- Aim of the task -
Rewrite the listing below with every occurrence of "innermost point" renamed to "central point", keeping all other text the same.

- Records of labeled points -

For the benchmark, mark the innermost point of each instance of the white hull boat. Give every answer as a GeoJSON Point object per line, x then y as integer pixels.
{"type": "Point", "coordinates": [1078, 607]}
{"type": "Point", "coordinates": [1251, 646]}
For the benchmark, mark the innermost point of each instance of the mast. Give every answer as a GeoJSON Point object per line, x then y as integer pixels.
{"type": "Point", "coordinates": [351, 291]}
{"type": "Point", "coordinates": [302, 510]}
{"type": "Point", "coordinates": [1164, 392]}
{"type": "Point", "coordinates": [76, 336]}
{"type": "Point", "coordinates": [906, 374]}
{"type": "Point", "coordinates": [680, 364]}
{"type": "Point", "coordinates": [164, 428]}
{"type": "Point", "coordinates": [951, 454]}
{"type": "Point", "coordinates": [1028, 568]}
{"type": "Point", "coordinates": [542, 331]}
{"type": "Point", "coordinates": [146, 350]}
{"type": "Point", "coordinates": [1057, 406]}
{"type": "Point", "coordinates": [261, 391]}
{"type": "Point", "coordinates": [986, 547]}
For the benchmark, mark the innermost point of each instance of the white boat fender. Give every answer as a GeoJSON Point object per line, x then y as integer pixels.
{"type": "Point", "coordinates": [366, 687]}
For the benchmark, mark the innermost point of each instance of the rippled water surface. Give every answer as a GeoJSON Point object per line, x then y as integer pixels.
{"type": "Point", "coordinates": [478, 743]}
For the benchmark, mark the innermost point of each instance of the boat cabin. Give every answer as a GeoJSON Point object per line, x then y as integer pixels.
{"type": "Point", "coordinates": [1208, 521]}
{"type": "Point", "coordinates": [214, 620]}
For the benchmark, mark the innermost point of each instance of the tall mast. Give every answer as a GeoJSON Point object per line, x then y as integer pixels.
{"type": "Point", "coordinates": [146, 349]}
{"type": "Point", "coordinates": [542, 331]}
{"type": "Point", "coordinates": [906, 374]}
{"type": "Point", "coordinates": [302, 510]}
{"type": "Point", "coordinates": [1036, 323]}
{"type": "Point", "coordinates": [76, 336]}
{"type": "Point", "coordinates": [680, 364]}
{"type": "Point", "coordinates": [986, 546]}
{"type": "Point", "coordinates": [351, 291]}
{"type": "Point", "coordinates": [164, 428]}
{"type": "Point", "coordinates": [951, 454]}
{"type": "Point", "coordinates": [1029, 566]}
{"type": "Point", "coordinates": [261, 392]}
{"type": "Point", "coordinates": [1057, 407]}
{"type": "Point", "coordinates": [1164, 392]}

- Solution -
For the benchmark, mark the central point of each instance of the white hull boat. Give every answer as a GeoJSON Point object per line, x then y as integer pixels.
{"type": "Point", "coordinates": [1078, 607]}
{"type": "Point", "coordinates": [1251, 646]}
For the benchmark, mark the central point of each instance of the mast. Give every answer as a GeoJSON Point object per line, x then y as integer pixels.
{"type": "Point", "coordinates": [351, 291]}
{"type": "Point", "coordinates": [302, 510]}
{"type": "Point", "coordinates": [1164, 392]}
{"type": "Point", "coordinates": [76, 336]}
{"type": "Point", "coordinates": [906, 374]}
{"type": "Point", "coordinates": [680, 364]}
{"type": "Point", "coordinates": [164, 428]}
{"type": "Point", "coordinates": [951, 454]}
{"type": "Point", "coordinates": [1028, 568]}
{"type": "Point", "coordinates": [542, 331]}
{"type": "Point", "coordinates": [146, 350]}
{"type": "Point", "coordinates": [1057, 406]}
{"type": "Point", "coordinates": [261, 391]}
{"type": "Point", "coordinates": [986, 547]}
For the benchmark, mark the central point of each instance of the white boat fender. Give every answer as a GeoJSON Point object per line, x then y as integer pixels.
{"type": "Point", "coordinates": [366, 687]}
For the benchmark, mark the central point of each instance of the rippled water surface. Give every answer as a GeoJSON Point object per line, x then y as integer pixels.
{"type": "Point", "coordinates": [478, 743]}
For the benchmark, mark the central point of each instance of the boat cabin. Give every answer as a GeoJSON Point object per line, x then y as integer pixels.
{"type": "Point", "coordinates": [1208, 521]}
{"type": "Point", "coordinates": [214, 620]}
For the benchmark, mark the central point of each instance of the tall mast. Give every answer as a GeoJSON Point object per line, x then y as integer pixels.
{"type": "Point", "coordinates": [146, 349]}
{"type": "Point", "coordinates": [542, 331]}
{"type": "Point", "coordinates": [906, 374]}
{"type": "Point", "coordinates": [302, 510]}
{"type": "Point", "coordinates": [1036, 323]}
{"type": "Point", "coordinates": [76, 336]}
{"type": "Point", "coordinates": [680, 364]}
{"type": "Point", "coordinates": [986, 546]}
{"type": "Point", "coordinates": [351, 291]}
{"type": "Point", "coordinates": [164, 428]}
{"type": "Point", "coordinates": [951, 454]}
{"type": "Point", "coordinates": [1029, 566]}
{"type": "Point", "coordinates": [261, 392]}
{"type": "Point", "coordinates": [1057, 407]}
{"type": "Point", "coordinates": [1164, 392]}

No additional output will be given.